# Stored records
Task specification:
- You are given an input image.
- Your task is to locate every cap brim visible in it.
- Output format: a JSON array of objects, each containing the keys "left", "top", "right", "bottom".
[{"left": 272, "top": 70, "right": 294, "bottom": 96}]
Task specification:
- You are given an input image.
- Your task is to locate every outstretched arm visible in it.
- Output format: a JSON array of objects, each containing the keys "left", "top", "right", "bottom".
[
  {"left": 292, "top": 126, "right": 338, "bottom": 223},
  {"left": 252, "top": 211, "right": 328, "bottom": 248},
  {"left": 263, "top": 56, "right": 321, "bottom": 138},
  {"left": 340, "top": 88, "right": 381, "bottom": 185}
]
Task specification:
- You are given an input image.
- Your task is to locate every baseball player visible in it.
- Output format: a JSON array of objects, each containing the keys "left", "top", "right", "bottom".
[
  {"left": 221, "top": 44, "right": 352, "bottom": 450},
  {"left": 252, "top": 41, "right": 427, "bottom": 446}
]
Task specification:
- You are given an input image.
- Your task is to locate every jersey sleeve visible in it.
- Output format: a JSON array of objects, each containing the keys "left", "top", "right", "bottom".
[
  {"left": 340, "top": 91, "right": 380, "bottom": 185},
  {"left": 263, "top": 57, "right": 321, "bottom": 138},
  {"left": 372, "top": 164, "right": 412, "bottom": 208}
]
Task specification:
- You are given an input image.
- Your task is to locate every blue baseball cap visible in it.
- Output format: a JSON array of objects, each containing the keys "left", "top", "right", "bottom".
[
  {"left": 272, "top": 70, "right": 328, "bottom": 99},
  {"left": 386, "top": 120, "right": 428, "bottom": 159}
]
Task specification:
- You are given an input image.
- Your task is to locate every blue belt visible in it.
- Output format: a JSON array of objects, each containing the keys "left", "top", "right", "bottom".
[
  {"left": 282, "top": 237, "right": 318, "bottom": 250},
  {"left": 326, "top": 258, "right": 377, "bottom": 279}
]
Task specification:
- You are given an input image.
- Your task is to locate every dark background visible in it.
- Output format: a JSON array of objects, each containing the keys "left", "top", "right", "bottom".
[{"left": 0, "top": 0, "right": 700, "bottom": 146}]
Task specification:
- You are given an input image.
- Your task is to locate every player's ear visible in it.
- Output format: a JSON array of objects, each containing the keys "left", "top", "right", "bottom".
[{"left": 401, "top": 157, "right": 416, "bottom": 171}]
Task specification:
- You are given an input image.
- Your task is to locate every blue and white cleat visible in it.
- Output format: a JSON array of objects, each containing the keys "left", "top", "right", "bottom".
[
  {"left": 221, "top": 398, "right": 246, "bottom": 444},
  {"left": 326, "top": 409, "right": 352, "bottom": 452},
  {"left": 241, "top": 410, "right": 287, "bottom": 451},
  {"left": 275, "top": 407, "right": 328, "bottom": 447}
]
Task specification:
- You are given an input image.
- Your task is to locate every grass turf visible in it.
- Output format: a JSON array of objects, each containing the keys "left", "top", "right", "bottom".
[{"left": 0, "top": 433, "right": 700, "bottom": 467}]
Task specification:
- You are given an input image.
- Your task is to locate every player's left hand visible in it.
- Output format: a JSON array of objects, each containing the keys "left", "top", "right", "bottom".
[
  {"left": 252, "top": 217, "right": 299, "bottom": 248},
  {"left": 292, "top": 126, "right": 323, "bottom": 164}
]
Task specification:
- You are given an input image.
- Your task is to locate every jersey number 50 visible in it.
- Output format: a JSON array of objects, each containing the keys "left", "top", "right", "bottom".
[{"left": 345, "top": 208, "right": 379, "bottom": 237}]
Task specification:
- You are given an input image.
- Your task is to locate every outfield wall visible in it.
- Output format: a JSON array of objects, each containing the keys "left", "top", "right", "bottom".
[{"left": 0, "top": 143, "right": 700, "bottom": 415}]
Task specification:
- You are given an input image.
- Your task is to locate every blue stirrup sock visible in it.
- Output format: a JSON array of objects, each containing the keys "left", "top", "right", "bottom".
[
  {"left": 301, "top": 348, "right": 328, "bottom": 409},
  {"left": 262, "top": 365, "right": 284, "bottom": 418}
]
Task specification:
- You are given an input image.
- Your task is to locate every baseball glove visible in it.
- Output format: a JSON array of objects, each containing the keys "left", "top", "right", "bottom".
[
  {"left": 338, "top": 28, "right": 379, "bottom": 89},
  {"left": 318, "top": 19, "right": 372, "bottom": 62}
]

---

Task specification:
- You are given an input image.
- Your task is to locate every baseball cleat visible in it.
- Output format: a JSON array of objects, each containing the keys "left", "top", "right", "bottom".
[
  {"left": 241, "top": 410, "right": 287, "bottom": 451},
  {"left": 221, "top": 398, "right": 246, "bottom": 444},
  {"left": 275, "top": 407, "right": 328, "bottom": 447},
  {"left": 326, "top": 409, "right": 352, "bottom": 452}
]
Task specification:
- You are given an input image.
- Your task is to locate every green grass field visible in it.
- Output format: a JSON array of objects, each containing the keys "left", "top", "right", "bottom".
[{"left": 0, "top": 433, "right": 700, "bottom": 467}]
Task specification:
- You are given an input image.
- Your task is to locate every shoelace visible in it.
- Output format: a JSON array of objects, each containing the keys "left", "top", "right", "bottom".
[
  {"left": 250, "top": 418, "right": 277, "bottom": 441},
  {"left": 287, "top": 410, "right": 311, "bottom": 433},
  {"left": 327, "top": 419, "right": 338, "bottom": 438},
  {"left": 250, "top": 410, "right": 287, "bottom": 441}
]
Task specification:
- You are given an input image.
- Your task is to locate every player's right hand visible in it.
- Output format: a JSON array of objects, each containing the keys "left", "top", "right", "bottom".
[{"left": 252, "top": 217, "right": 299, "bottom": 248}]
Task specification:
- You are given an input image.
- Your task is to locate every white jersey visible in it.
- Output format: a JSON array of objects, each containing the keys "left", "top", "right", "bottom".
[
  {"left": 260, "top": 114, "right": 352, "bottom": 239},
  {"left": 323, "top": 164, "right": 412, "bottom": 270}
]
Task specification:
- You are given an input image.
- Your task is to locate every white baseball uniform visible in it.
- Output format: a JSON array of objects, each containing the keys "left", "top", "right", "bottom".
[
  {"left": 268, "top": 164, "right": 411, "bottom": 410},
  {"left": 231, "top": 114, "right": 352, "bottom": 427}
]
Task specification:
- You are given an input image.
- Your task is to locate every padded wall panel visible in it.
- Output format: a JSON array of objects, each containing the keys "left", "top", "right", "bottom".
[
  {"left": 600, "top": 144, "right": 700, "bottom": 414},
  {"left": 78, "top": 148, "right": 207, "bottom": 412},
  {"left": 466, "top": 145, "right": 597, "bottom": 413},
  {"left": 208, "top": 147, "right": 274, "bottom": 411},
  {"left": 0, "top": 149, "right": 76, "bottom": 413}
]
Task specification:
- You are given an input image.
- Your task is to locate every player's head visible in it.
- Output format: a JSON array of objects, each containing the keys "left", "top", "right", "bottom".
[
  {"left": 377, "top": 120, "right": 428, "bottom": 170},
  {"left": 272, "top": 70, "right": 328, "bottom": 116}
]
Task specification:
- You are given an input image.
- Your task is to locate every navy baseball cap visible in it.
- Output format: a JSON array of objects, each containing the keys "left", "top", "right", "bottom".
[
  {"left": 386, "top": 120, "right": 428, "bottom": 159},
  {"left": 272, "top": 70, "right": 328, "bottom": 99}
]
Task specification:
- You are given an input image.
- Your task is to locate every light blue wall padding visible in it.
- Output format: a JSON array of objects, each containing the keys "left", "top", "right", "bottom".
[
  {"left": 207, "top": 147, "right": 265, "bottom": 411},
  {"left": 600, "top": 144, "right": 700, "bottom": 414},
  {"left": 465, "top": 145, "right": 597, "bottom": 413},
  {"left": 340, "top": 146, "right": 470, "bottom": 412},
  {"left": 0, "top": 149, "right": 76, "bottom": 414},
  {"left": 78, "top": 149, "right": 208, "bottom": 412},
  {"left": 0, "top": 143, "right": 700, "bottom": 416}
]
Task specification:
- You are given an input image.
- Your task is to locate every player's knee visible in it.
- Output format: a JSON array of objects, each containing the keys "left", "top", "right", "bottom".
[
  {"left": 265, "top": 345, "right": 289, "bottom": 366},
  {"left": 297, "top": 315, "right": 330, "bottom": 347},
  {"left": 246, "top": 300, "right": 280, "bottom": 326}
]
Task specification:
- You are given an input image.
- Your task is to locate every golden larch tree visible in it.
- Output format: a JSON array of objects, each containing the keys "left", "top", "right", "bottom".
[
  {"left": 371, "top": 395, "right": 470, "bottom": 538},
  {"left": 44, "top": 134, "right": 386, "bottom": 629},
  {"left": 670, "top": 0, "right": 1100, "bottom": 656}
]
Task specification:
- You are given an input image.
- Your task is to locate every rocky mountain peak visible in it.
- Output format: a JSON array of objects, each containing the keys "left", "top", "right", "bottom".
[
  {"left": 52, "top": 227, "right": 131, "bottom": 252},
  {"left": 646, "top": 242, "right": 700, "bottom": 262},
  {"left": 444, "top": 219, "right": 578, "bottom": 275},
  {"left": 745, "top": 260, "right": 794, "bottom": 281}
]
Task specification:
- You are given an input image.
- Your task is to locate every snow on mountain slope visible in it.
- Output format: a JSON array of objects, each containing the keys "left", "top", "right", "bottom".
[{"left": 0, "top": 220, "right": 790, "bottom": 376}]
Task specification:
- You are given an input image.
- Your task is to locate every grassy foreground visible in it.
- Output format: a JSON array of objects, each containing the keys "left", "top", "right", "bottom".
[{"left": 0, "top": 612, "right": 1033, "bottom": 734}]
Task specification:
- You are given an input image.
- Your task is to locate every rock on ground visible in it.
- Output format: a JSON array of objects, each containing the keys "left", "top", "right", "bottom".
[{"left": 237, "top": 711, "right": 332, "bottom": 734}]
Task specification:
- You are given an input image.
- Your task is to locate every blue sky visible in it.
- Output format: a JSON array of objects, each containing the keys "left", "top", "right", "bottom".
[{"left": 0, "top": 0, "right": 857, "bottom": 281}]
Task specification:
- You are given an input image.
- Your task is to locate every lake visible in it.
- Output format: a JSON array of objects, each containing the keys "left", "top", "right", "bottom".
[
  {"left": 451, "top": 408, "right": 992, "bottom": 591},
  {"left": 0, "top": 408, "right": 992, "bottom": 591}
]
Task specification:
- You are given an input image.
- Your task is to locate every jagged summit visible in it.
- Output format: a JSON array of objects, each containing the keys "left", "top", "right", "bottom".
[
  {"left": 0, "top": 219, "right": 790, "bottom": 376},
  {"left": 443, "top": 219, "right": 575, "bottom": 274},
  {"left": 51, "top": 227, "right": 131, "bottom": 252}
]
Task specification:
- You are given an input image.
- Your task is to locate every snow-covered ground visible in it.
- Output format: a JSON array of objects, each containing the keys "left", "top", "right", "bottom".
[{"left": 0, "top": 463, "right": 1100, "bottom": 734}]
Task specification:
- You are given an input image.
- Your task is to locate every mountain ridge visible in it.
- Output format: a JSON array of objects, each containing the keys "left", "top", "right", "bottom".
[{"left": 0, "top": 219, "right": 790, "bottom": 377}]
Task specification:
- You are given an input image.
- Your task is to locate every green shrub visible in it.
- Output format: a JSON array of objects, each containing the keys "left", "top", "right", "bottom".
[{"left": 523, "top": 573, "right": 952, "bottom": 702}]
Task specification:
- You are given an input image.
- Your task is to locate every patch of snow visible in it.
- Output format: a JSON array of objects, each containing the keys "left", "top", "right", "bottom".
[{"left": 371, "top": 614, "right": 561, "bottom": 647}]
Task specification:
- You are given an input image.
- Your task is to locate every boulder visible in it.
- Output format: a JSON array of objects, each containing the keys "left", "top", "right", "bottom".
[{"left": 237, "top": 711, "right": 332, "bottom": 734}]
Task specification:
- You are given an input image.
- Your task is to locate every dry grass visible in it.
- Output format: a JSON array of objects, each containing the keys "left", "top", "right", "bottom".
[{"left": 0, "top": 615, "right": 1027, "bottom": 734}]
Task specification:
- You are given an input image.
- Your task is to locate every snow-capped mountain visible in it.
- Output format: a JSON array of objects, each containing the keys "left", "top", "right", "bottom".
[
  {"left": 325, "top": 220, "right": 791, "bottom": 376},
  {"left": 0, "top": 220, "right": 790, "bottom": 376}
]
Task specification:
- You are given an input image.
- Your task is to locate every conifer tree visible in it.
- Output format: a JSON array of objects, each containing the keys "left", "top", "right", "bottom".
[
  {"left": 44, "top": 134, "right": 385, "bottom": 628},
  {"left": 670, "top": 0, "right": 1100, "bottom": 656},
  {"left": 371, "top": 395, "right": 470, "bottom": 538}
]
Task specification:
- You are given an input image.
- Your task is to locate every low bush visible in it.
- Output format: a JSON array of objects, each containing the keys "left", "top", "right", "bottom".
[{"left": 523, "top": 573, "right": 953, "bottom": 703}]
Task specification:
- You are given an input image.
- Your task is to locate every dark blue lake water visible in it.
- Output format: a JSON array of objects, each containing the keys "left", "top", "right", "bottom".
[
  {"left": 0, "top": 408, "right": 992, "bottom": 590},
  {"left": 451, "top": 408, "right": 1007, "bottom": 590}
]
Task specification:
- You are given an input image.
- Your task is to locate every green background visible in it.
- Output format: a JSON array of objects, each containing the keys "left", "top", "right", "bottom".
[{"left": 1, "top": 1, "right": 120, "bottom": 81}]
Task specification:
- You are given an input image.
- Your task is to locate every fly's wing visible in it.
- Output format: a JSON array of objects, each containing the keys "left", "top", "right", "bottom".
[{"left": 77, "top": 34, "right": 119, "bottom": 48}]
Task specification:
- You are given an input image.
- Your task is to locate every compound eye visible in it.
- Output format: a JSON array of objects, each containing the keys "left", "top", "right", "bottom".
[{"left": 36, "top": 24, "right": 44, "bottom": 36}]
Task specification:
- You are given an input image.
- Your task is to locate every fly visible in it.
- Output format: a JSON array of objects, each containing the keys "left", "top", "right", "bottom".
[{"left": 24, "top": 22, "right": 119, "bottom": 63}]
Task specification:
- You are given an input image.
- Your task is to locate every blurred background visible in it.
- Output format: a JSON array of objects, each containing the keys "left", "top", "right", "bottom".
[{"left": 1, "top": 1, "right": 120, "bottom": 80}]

* * *

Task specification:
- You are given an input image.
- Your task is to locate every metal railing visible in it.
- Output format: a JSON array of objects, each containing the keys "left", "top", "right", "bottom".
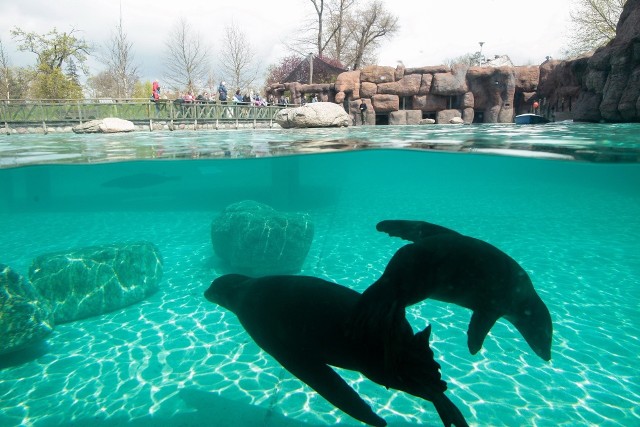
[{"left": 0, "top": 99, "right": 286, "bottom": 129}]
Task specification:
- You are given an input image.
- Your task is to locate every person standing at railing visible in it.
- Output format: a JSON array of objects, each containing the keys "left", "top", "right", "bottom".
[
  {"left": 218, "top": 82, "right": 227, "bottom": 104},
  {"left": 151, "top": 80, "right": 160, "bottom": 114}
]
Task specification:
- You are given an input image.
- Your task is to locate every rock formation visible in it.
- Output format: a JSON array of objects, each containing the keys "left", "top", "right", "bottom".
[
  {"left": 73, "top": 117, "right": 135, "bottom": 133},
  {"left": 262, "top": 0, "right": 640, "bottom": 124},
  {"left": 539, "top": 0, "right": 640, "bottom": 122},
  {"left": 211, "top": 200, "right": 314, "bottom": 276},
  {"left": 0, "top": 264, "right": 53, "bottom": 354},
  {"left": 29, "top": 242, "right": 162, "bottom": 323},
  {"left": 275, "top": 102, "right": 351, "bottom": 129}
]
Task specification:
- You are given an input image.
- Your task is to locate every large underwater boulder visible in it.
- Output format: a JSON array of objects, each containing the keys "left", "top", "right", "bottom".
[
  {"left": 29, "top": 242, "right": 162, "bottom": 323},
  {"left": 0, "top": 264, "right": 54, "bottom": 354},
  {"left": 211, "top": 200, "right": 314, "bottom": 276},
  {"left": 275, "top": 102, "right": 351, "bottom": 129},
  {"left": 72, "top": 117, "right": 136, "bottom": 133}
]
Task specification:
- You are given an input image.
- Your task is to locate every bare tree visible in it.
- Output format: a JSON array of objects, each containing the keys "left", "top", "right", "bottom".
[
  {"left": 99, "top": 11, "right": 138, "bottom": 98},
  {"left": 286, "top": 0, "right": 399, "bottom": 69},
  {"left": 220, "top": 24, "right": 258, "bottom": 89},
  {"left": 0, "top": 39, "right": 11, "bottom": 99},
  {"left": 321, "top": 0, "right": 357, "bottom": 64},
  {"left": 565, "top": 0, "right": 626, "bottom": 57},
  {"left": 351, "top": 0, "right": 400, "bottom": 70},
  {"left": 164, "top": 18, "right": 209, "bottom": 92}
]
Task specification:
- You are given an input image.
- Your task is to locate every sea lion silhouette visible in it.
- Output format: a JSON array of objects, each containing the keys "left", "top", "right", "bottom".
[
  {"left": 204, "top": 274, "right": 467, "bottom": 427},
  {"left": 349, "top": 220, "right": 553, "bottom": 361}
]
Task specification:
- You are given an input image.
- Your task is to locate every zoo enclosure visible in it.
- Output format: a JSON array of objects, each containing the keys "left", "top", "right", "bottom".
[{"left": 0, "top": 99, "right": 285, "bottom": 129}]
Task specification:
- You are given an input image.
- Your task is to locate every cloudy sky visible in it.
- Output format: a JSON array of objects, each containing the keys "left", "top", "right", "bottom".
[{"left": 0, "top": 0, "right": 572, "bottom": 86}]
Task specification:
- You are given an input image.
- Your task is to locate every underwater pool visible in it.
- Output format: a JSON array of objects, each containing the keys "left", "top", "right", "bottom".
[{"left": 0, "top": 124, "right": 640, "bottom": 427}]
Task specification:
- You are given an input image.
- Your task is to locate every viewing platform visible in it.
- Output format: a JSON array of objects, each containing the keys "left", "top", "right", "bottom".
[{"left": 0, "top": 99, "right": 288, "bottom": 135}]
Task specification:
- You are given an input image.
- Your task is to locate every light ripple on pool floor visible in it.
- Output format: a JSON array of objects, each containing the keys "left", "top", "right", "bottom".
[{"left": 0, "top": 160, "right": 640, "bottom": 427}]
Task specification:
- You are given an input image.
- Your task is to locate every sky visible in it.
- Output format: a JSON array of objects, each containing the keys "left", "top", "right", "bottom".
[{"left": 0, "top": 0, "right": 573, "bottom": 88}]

# Exercise
Count the lines in the three blocks of rows above that contain the word "cleat", and reply with that number alone.

# Written response
2